**SELECTED EXCERPT**
start

A specter is haunting Europe — the specter of creative bookkeeping.

In an article in this morning’s Wall Street Journal (“Debt Deals Haunt Europe“), Charles Forelle and Susanne Craig provide more examples of the “aggressive” bookkeeping that European nations have deployed to satisfy the deficit and debt targets of the Growth and Stability Pact.

Greece, of course, takes honors in the field, not just for its recent use of derivatives to hide liabilities (see my earlier post), but also for other creative moves in the past. For example, the authors report that Greece:

insisted to the Eurostat statistics authority that large portions of its military spending were “confidential” and thus excluded from deficit calculations. In 2000, Greece reported that it spent €828 million ($1.13 billion) on the military—about a fourth of the €3.17 billion it later said it spent. Greece admitted to underreporting military spending by €8.7 billion between 1997 and 2003.

Such shenanigans are hardly unique to the Greeks. Other players include:

Portugal, which “classified subsidies to the Lisbon subway and other state enterprises as equity purchases” in 2001, and

France, which “arranged a deal with the soon-to-be privatized France Telecom in 1997 under which the company paid the government a lump sum of more than €5 billion. In return, France agreed to assume pension liabilities for France Telecom workers. The billions from France Telecom helped narrow France’s budget gap.”

– Although dated, these examples illustrate some basic strategies that governments use to conceal the size of their deficits and debts: pretend the spending does not exist (Greece), pretend that spending is really an investment (Portugal), or pretend the future pension liabilities aren’t real (France).

A topic for another day is how these strategies may have been used in the United States. Suffice it to say that strategy three–ignoring future pension costs–iswidespread both in governments and the private sector.

end

**PROVIDED RECORDS**
start

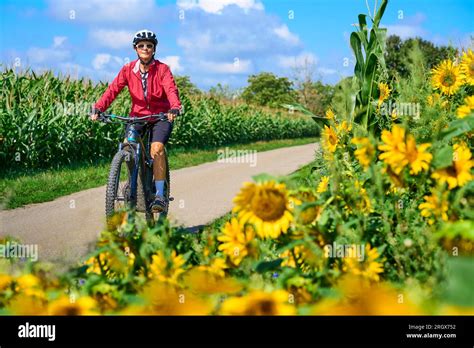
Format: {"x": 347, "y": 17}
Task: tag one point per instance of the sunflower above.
{"x": 447, "y": 77}
{"x": 361, "y": 297}
{"x": 267, "y": 206}
{"x": 235, "y": 240}
{"x": 5, "y": 281}
{"x": 167, "y": 270}
{"x": 393, "y": 148}
{"x": 216, "y": 267}
{"x": 64, "y": 306}
{"x": 466, "y": 108}
{"x": 459, "y": 173}
{"x": 310, "y": 213}
{"x": 110, "y": 264}
{"x": 204, "y": 282}
{"x": 369, "y": 268}
{"x": 416, "y": 157}
{"x": 259, "y": 303}
{"x": 29, "y": 285}
{"x": 329, "y": 139}
{"x": 164, "y": 299}
{"x": 436, "y": 99}
{"x": 344, "y": 127}
{"x": 323, "y": 184}
{"x": 294, "y": 257}
{"x": 467, "y": 66}
{"x": 330, "y": 114}
{"x": 23, "y": 304}
{"x": 365, "y": 152}
{"x": 384, "y": 92}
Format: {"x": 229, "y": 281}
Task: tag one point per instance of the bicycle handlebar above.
{"x": 108, "y": 118}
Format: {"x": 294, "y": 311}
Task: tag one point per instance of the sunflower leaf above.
{"x": 266, "y": 266}
{"x": 443, "y": 157}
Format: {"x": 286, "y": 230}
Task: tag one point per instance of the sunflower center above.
{"x": 267, "y": 307}
{"x": 448, "y": 79}
{"x": 269, "y": 205}
{"x": 72, "y": 311}
{"x": 412, "y": 155}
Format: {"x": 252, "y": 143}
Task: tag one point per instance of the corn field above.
{"x": 44, "y": 122}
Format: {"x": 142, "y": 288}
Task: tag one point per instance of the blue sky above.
{"x": 213, "y": 41}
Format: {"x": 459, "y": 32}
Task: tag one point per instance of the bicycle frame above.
{"x": 137, "y": 145}
{"x": 138, "y": 197}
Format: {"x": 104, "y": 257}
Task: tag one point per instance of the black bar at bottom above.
{"x": 413, "y": 330}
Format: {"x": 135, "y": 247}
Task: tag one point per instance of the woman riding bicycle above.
{"x": 153, "y": 90}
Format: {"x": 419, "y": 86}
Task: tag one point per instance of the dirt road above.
{"x": 67, "y": 227}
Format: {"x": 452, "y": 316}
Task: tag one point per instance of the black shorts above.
{"x": 160, "y": 131}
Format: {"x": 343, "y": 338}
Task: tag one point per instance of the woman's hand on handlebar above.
{"x": 95, "y": 114}
{"x": 172, "y": 114}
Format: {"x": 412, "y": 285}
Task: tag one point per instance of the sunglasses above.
{"x": 147, "y": 46}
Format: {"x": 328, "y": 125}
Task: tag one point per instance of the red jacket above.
{"x": 162, "y": 93}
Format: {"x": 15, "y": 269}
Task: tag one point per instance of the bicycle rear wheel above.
{"x": 117, "y": 195}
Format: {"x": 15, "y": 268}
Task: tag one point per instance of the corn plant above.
{"x": 369, "y": 48}
{"x": 44, "y": 122}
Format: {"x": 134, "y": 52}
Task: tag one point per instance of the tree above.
{"x": 266, "y": 89}
{"x": 314, "y": 96}
{"x": 185, "y": 86}
{"x": 397, "y": 55}
{"x": 223, "y": 92}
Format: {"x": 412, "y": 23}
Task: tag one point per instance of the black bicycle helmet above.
{"x": 144, "y": 35}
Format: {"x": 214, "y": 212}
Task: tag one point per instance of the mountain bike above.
{"x": 130, "y": 182}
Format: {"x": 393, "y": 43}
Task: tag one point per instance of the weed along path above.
{"x": 65, "y": 229}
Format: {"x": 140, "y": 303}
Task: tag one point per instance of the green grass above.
{"x": 19, "y": 188}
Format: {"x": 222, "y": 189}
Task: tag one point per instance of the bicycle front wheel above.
{"x": 117, "y": 195}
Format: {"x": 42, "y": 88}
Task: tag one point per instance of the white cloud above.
{"x": 236, "y": 67}
{"x": 405, "y": 31}
{"x": 58, "y": 41}
{"x": 114, "y": 39}
{"x": 49, "y": 55}
{"x": 409, "y": 27}
{"x": 284, "y": 33}
{"x": 173, "y": 62}
{"x": 327, "y": 71}
{"x": 103, "y": 59}
{"x": 201, "y": 40}
{"x": 300, "y": 60}
{"x": 216, "y": 7}
{"x": 118, "y": 11}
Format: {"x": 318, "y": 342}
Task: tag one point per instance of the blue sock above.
{"x": 160, "y": 187}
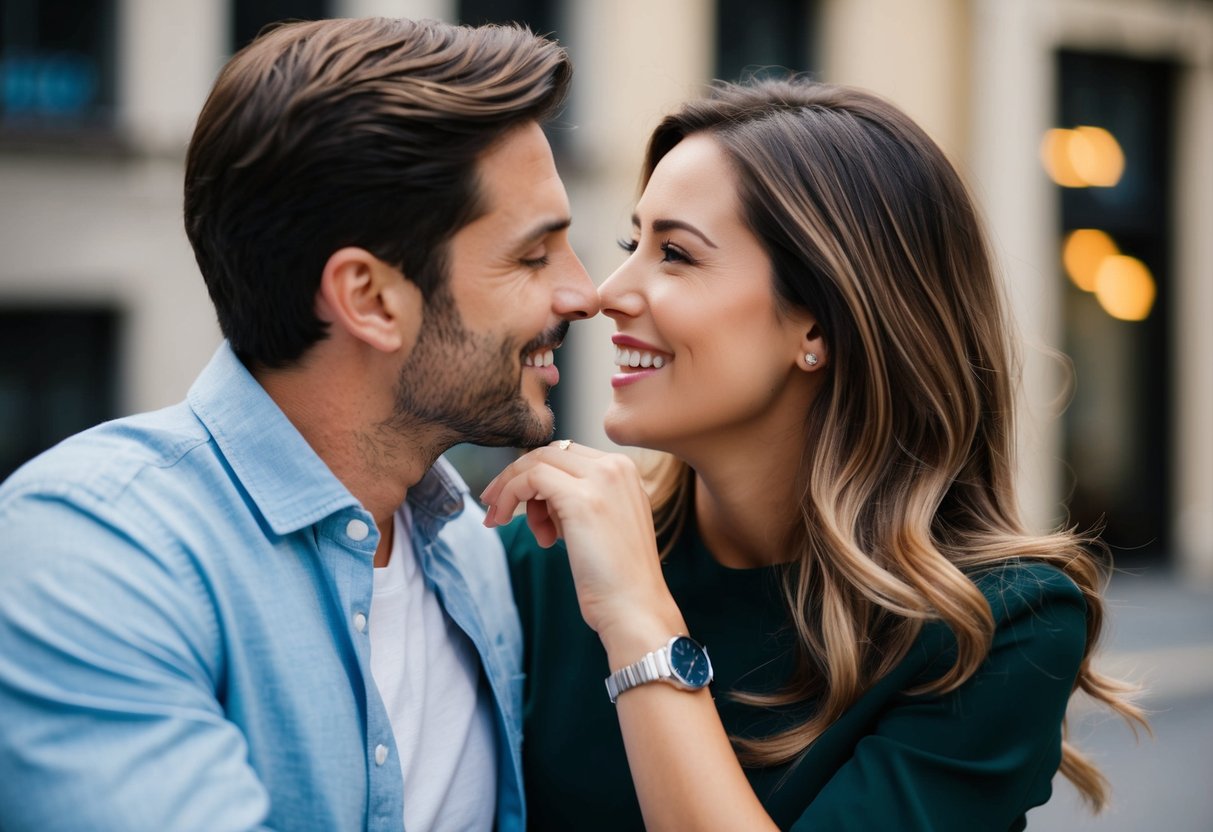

end

**OBJECTIVES**
(1) According to the bookkeeping post, by how much did Greece admit to underreporting its military spending between 1997 and 2003?
(2) Pick out every line of the records that contains the string "corn", matching case exactly.
The records are unrelated to the bookkeeping post.

**WORKED SOLUTIONS**
(1) €8.7 billion.

(2)
Task: tag one point per instance of the corn field above.
Task: tag one point per instance of the corn plant above.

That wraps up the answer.